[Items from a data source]
+===+

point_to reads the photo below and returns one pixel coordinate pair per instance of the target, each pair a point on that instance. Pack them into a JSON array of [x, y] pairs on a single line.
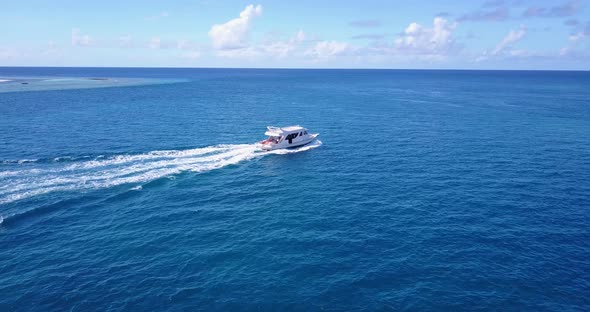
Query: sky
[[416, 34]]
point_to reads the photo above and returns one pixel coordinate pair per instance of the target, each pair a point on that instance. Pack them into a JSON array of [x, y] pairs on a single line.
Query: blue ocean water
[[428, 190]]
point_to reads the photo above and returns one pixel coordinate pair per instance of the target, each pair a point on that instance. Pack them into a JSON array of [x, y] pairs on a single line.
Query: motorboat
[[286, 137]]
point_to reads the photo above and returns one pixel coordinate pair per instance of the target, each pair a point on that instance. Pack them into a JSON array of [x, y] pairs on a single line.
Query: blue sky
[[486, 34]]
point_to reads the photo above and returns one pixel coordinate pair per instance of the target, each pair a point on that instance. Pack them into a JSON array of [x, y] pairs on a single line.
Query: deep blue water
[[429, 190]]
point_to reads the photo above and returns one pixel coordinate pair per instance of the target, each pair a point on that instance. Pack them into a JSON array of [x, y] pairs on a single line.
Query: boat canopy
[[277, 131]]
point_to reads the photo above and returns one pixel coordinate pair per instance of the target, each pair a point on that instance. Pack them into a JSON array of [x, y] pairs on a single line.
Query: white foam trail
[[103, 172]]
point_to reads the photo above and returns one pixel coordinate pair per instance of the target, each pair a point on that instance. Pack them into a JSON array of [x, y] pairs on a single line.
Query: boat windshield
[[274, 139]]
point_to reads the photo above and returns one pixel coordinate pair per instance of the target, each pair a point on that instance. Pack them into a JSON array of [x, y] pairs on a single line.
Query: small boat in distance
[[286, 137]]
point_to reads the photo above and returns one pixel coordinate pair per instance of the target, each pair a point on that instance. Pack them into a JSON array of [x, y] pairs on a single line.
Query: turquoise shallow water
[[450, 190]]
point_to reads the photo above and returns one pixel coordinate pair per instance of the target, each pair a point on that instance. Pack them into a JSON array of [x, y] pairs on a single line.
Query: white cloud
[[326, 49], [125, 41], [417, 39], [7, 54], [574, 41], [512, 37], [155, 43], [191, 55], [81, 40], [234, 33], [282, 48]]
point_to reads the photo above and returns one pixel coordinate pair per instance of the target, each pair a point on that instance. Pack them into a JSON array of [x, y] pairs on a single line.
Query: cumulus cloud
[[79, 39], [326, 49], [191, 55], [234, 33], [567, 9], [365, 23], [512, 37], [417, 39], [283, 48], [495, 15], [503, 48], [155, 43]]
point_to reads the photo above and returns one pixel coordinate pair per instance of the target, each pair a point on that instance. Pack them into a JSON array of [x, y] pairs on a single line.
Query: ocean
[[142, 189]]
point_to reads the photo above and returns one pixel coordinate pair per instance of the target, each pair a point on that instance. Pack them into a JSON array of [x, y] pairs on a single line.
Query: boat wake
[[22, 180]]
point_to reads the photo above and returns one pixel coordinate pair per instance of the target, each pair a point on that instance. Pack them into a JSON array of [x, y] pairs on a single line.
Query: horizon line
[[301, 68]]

+===+

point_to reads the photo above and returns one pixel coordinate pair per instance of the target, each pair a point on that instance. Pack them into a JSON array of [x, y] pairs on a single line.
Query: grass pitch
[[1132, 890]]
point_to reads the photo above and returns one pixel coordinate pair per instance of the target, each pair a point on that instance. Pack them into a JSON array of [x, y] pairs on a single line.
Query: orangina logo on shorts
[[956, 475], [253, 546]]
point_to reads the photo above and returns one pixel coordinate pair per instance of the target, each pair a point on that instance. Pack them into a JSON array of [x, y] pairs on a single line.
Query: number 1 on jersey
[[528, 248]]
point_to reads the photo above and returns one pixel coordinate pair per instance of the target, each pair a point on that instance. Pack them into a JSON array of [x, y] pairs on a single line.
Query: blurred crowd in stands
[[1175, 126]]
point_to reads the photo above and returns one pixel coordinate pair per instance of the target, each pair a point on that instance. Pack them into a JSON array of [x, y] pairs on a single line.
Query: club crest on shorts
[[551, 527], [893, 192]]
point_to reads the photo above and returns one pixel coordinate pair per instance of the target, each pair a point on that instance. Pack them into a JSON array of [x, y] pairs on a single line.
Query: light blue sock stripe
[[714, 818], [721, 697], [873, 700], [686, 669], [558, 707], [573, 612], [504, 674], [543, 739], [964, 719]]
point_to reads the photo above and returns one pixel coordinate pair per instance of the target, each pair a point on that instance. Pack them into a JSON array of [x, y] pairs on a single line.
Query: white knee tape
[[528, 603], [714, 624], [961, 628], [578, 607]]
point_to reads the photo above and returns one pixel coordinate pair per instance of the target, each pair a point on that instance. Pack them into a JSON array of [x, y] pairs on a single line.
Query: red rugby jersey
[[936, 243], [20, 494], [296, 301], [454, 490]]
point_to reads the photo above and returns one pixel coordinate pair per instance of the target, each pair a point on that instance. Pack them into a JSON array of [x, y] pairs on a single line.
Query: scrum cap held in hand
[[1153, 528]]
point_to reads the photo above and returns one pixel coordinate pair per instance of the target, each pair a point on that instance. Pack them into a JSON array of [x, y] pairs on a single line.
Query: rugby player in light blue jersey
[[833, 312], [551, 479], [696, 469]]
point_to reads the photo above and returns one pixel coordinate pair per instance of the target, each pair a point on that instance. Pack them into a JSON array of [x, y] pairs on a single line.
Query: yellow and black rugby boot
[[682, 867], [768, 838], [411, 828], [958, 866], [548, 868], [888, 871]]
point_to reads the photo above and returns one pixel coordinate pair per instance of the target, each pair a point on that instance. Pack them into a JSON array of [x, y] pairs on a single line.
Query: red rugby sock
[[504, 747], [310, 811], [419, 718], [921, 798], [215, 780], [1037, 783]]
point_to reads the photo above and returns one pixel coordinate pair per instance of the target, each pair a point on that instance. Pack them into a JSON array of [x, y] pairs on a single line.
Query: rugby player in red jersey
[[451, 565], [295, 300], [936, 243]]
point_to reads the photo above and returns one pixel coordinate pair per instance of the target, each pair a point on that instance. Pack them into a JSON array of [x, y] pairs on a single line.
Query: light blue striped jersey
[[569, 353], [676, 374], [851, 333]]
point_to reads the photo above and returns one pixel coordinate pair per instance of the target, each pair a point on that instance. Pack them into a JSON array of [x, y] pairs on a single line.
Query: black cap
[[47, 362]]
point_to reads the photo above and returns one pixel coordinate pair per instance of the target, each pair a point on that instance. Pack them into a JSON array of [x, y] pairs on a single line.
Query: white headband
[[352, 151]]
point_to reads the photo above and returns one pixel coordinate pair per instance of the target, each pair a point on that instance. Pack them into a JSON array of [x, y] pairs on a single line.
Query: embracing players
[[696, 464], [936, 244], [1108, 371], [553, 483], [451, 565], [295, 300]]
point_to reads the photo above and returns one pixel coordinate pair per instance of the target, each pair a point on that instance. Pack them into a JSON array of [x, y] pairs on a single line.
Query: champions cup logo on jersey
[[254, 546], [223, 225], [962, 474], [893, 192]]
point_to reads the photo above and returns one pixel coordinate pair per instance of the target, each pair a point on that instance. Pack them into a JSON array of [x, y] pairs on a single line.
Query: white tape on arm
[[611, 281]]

+===+

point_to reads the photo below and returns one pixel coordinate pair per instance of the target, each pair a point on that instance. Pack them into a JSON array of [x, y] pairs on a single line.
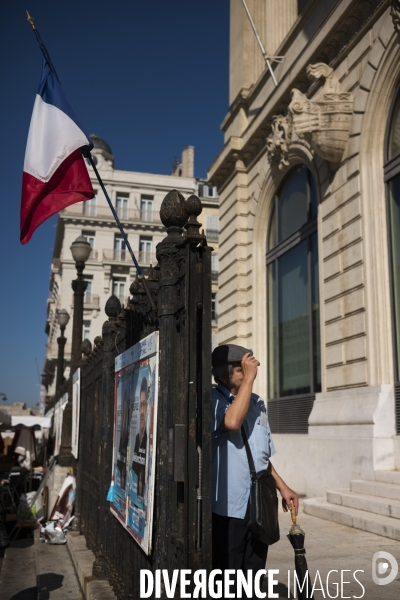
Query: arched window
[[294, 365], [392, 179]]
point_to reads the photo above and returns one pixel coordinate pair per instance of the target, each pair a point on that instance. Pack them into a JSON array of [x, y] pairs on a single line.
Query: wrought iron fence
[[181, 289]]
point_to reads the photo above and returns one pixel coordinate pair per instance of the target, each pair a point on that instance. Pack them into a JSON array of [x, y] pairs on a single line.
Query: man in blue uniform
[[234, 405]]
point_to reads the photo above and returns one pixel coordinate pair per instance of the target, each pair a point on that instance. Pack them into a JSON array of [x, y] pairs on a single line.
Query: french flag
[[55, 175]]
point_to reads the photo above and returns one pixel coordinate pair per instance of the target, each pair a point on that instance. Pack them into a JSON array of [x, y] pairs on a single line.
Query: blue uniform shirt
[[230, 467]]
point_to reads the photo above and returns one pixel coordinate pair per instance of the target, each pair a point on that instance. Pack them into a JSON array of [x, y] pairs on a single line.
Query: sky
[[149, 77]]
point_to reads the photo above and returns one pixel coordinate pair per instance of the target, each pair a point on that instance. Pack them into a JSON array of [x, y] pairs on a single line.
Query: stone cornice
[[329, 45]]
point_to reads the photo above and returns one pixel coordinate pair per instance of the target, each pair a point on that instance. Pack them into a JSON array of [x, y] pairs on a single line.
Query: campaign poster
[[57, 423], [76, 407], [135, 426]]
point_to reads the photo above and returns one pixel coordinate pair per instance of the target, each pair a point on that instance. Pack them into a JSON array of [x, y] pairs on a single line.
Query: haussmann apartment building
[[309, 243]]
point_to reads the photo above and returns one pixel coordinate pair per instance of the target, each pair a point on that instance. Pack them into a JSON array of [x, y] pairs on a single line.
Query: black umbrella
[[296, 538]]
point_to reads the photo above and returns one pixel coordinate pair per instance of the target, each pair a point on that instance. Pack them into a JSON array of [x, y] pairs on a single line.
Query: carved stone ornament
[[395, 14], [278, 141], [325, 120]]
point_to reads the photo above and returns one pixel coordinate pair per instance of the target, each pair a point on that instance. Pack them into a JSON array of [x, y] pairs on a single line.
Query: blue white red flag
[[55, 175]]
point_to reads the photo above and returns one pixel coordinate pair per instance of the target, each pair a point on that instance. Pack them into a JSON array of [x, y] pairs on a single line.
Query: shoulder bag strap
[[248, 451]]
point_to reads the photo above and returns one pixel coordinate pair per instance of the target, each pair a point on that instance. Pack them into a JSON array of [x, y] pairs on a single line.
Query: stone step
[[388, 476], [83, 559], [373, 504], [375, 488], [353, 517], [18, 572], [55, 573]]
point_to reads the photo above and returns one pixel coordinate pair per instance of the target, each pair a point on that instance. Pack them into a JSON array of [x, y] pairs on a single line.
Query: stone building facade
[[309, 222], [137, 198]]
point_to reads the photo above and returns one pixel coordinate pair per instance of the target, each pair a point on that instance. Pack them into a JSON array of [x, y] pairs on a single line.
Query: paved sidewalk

+===+

* _WHAT IS REQUIRED_
Set down again, word for word, the stretch of records from the line with "Query: stone building facade" to the line with "Query: paved sidewalk", both of those lines included.

* _SOLUTION TO THIS EXERCISE_
Query: stone building facade
[[309, 222], [137, 198]]
point_to reads the photo above and returns one pixel coordinate pair per instance of the target, each pair a point on that instance. Pack them into a JSON array of [x, y] pairs on a single line.
Query: paved sidewalk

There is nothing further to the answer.